Spokane Journal of Business

Farm Credit posts big jump in earnings

Net exceeds $116 million through first nine months as ag sector gains strength

  • Print Article

Northwest Farm Credit Services, of Spokane, has announced third-quarter earnings of $41 million, up sharply from $29.9 million in the year-earlier quarter.

Through the first nine months of the year, the federally chartered ag lender reported earnings of $116.2 million, compared with $65.6 million in the first three quarters of 2009.

The improvement this year is largely because of strengthening in the agricultural sector and because Northwest Farm Credit was able to set aside less money to cover loans for which it's uncertain it will be repaid, says Jay Penick, Northwest Farm Credit's president and CEO.

Even though markets have improved in some ag sectors, industries that depend on consumers' discretionary incomes still face significant challenges, Penick says.

"The nursery industry is still struggling a lot and probably will continue to do so into 2011," he says.

Northwest Farm Credit provides financing to some forestry producers, and their fortunes also continue to lag with the housing market, Penick says.

Grain growers are doing well, although a lot of the price improvement they've enjoyed came either at or shortly after harvest, so whether they have a great year or a good year depends on their marketing strategies and how much of their crops they sold into the futures market at guaranteed prices, he says. Penick adds that while dairy producers have rebounded nicely the last two quarters, their fortunes, and those of beef and poultry producers, will be affected by rising corn and soybean prices.

+++

> **Set exercise a**:
Transcribe the whole Farm Credit earnings article word for word.
The entries that follow are unrelated to the Farm Credit earnings article.

+++

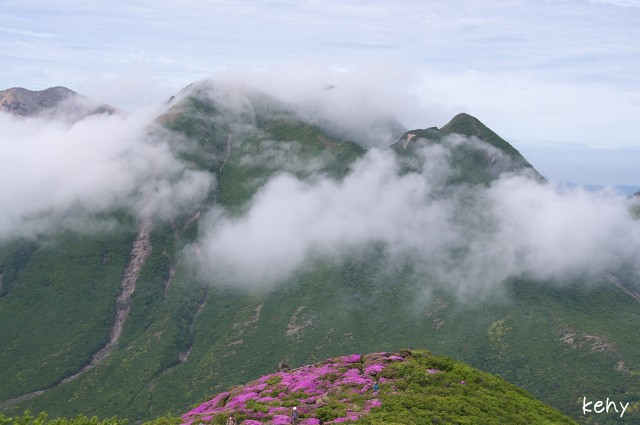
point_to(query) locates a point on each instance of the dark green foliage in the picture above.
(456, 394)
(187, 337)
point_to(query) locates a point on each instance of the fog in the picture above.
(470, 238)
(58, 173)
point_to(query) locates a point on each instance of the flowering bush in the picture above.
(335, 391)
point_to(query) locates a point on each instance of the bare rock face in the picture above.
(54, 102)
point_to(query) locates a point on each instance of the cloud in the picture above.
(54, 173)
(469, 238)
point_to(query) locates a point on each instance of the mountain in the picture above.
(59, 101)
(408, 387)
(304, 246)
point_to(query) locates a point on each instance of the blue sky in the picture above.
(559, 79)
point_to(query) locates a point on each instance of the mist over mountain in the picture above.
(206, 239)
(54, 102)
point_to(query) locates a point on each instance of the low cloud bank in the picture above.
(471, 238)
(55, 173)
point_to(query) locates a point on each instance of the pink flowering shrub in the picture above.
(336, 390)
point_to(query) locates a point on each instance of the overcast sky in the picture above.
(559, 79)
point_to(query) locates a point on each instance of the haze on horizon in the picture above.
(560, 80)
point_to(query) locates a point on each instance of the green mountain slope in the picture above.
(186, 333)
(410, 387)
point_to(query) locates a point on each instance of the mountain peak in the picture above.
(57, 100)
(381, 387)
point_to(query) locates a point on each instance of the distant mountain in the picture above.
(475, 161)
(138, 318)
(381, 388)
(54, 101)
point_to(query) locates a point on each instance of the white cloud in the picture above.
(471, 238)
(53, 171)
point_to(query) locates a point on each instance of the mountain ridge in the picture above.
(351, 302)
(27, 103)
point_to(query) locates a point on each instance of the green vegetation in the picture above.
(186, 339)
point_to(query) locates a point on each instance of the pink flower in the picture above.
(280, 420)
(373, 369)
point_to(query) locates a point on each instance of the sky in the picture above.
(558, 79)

+++

> **Set exercise b**:
Reproduce the entries from the line holding "peak in the picture above." through the last entry, inclusive, with each point_to line kept as it is. Multiply every coordinate in the answers by 2.4 and round to whole numbers, with halves rounded up.

> **Complete response a**:
Spokane Journal of Business

Farm Credit posts big jump in earnings

Net exceeds $116 million through first nine months as ag sector gains strength

  • Print Article

Northwest Farm Credit Services, of Spokane, has announced third-quarter earnings of $41 million, up sharply from $29.9 million in the year-earlier quarter.

Through the first nine months of the year, the federally chartered ag lender reported earnings of $116.2 million, compared with $65.6 million in the first three quarters of 2009.

The improvement this year is largely because of strengthening in the agricultural sector and because Northwest Farm Credit was able to set aside less money to cover loans for which it's uncertain it will be repaid, says Jay Penick, Northwest Farm Credit's president and CEO.

Even though markets have improved in some ag sectors, industries that depend on consumers' discretionary incomes still face significant challenges, Penick says.

"The nursery industry is still struggling a lot and probably will continue to do so into 2011," he says.

Northwest Farm Credit provides financing to some forestry producers, and their fortunes also continue to lag with the housing market, Penick says.

Grain growers are doing well, although a lot of the price improvement they've enjoyed came either at or shortly after harvest, so whether they have a great year or a good year depends on their marketing strategies and how much of their crops they sold into the futures market at guaranteed prices, he says. Penick adds that while dairy producers have rebounded nicely the last two quarters, their fortunes, and those of beef and poultry producers, will be affected by rising corn and soybean prices.

> **Complete response b**:
point_to(query) locates a point on each instance of the mountain peak in the picture above.
(137, 240)
(914, 929)
point_to(query) locates a point on each instance of the distant mountain in the picture above.
(1140, 386)
(331, 763)
(914, 931)
(130, 242)
point_to(query) locates a point on each instance of the white cloud in the picture above.
(1130, 571)
(127, 410)
point_to(query) locates a point on each instance of the mountain ridge in the picture above.
(842, 725)
(65, 247)
point_to(query) locates a point on each instance of the green vegetation in the picture above.
(446, 814)
point_to(query) locates a point on each instance of the pink flower in the picture above.
(672, 1008)
(895, 886)
point_to(query) locates a point on each instance of the sky in the picture above.
(1339, 190)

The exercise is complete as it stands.